§ Task statement
In the entries below, find the line containing "Where can you see the blue jacket". Copy it and all lines after it, exactly, through the end.

START

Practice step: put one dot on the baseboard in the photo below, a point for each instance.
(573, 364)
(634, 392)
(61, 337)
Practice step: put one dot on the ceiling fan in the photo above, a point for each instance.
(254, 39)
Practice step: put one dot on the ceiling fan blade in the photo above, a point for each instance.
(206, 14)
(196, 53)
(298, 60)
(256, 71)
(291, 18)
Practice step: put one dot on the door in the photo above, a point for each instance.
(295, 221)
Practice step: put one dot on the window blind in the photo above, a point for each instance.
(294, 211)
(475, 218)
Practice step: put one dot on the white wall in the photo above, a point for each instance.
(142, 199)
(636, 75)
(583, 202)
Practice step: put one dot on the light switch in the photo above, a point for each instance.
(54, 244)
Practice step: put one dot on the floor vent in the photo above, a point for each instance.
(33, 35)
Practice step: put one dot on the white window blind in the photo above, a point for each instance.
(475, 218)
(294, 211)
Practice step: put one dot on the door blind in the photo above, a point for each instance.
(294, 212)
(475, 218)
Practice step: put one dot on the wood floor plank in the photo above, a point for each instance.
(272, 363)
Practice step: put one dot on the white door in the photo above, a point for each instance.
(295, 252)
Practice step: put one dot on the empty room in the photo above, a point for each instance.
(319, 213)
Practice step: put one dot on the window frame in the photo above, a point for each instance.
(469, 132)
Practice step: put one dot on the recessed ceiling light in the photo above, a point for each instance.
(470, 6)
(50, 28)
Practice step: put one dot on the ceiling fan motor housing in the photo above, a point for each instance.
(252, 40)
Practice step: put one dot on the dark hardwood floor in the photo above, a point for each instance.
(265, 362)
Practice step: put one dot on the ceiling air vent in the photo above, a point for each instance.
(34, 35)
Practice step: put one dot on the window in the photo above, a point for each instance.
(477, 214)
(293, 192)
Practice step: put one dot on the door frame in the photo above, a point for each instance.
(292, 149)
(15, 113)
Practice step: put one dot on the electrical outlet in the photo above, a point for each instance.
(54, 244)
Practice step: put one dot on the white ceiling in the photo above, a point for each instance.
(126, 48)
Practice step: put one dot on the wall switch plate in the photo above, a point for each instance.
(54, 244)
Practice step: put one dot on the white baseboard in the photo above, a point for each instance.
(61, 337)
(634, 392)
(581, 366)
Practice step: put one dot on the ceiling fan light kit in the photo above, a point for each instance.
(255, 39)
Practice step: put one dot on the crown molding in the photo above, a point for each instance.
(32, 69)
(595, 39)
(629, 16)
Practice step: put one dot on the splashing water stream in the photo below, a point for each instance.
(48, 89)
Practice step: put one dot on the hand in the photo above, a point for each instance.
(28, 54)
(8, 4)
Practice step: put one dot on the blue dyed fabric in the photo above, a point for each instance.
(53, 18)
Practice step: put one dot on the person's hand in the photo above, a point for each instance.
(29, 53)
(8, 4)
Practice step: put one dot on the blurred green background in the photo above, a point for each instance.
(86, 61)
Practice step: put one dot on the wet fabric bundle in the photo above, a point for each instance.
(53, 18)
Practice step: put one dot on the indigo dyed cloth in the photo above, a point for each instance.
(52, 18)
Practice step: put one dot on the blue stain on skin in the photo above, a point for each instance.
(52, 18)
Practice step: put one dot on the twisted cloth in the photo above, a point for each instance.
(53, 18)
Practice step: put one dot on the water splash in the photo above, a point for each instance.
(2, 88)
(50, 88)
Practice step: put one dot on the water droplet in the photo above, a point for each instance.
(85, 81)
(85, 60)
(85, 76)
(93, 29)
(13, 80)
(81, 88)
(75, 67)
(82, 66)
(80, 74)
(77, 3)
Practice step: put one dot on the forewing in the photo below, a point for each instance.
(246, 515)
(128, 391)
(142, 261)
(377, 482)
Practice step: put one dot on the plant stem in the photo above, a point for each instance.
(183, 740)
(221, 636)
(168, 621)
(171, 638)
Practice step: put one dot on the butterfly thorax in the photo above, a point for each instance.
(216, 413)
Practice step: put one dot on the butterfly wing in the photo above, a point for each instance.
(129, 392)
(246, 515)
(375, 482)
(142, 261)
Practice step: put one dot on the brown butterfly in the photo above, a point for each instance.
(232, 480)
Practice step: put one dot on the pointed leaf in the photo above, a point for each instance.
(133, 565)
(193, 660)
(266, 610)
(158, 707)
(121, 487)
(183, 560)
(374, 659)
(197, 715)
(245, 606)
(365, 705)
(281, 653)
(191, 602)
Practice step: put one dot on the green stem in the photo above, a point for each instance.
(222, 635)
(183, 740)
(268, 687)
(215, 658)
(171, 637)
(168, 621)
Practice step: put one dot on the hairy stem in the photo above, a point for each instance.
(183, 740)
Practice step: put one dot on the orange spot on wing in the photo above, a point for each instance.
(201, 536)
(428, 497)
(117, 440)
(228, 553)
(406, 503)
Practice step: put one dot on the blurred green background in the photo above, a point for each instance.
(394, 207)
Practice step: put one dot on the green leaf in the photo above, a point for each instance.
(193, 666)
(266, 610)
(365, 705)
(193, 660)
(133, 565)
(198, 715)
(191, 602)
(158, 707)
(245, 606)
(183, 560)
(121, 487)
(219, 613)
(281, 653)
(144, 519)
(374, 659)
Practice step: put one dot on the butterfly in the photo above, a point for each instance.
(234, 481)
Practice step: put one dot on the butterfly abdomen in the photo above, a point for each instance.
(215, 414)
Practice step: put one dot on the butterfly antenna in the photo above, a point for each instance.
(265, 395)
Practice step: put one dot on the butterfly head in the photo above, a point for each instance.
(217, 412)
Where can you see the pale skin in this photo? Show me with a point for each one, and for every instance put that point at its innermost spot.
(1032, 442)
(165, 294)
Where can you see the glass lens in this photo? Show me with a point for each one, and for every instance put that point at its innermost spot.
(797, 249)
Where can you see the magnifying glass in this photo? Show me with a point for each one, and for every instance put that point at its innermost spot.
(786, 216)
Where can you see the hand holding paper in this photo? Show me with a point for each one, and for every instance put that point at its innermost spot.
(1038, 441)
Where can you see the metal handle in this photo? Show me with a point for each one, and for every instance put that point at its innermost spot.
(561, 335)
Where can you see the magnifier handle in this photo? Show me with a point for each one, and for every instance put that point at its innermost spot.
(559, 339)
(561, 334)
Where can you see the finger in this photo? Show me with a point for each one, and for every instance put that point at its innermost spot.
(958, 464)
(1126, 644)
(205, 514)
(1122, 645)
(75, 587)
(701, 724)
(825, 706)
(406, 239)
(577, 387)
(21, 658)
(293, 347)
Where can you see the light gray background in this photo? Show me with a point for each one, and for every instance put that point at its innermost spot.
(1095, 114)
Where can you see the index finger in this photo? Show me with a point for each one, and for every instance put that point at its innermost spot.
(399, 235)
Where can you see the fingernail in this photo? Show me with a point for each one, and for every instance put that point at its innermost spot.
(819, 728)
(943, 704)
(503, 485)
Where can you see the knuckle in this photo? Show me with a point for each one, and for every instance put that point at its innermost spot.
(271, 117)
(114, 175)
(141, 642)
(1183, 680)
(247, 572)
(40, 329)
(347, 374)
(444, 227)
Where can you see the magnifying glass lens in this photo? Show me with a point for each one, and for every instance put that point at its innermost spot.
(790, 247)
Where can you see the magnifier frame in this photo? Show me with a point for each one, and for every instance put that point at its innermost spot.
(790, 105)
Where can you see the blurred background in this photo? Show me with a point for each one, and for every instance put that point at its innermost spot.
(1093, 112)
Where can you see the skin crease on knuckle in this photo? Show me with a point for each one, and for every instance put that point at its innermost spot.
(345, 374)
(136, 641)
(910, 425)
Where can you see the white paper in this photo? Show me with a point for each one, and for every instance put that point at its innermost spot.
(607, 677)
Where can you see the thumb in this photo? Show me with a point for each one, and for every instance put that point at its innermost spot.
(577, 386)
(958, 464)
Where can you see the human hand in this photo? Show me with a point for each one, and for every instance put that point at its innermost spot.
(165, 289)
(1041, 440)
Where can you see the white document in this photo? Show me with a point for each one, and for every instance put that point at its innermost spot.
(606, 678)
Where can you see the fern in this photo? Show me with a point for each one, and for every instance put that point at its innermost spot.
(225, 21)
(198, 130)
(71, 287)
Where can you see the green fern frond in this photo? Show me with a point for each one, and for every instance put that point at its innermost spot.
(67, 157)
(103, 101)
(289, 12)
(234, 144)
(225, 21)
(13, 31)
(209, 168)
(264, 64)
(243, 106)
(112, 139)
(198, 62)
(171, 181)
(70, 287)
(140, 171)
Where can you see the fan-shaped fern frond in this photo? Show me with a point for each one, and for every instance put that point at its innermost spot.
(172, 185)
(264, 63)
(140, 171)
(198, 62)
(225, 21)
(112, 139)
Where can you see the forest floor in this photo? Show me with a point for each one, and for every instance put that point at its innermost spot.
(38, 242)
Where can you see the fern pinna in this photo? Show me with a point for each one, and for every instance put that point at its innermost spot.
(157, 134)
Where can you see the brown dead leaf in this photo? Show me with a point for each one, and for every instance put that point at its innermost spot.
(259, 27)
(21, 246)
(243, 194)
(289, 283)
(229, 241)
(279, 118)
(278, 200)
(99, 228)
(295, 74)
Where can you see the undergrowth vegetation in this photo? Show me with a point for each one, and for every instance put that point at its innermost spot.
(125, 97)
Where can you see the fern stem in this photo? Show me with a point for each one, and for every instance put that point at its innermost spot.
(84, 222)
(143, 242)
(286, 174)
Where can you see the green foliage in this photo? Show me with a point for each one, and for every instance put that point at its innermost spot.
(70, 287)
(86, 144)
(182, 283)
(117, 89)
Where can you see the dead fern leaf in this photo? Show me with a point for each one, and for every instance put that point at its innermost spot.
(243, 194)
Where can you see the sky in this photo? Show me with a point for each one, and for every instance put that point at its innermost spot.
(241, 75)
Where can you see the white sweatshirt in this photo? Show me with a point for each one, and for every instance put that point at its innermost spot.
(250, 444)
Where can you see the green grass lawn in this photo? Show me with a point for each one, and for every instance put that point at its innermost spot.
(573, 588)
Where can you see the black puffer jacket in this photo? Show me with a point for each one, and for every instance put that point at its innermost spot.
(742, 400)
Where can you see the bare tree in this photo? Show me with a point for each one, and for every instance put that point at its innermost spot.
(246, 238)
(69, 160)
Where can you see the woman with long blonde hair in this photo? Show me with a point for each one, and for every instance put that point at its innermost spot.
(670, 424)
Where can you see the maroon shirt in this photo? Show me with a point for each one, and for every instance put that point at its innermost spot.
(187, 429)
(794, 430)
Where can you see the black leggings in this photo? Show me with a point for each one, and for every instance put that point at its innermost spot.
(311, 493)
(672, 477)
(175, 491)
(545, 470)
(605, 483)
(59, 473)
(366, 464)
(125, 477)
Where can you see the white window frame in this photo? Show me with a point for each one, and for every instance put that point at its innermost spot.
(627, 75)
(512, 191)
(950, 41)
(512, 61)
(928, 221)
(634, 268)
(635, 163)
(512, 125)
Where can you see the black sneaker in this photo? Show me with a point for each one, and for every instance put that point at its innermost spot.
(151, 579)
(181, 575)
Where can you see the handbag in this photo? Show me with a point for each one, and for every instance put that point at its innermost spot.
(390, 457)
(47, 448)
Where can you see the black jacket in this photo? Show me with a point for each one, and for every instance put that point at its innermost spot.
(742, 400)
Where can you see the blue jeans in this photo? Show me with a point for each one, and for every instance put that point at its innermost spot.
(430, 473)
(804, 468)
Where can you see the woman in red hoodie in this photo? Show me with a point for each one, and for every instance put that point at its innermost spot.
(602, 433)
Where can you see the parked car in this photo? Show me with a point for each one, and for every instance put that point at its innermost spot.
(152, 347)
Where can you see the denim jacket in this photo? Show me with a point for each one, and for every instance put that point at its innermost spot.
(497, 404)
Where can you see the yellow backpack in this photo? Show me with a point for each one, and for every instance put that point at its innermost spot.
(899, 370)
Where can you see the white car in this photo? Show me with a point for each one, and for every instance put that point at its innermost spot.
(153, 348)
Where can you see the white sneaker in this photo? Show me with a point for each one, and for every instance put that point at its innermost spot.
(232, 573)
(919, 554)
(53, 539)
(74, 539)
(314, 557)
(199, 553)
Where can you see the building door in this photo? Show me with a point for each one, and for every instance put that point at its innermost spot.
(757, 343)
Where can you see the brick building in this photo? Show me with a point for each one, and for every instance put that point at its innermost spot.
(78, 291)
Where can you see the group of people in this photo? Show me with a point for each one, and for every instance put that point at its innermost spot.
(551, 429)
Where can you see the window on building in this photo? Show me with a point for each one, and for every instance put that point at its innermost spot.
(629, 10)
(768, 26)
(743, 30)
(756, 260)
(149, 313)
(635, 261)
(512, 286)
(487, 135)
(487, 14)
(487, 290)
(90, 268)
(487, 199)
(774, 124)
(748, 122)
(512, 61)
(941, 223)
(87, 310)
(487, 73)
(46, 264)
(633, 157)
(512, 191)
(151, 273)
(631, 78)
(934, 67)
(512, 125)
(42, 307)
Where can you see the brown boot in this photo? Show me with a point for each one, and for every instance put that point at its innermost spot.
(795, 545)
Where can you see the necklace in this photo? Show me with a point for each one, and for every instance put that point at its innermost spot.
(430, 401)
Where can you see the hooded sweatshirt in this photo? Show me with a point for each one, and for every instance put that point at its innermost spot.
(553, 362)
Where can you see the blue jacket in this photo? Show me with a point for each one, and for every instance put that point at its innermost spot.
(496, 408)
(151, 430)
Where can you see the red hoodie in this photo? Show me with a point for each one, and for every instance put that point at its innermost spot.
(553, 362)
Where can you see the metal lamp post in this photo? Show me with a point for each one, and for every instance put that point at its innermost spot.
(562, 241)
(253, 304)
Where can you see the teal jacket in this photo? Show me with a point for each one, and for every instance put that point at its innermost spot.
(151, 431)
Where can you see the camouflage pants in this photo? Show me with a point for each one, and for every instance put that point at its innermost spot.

END

§ Response
Where can you see the blue jacket in this photo? Show me with a point for each one, and for every instance put that point at its innermost spot.
(496, 408)
(151, 430)
Where can you see the red hoodie in this photo? Show me with a point for each one, and for every instance put that point at its innermost spot.
(553, 362)
Where can you see the metal lamp post in this photo? Show me with a point for each one, and for every instance put that point at its innermost spot.
(562, 241)
(253, 304)
Where can you see the teal jacket in this photo? Show me with a point for each one, and for every instance put that point at its innermost spot.
(151, 431)
Where can you see the camouflage pants in this photo? Show me with a point for each one, and for every instance put that point at its innermost spot.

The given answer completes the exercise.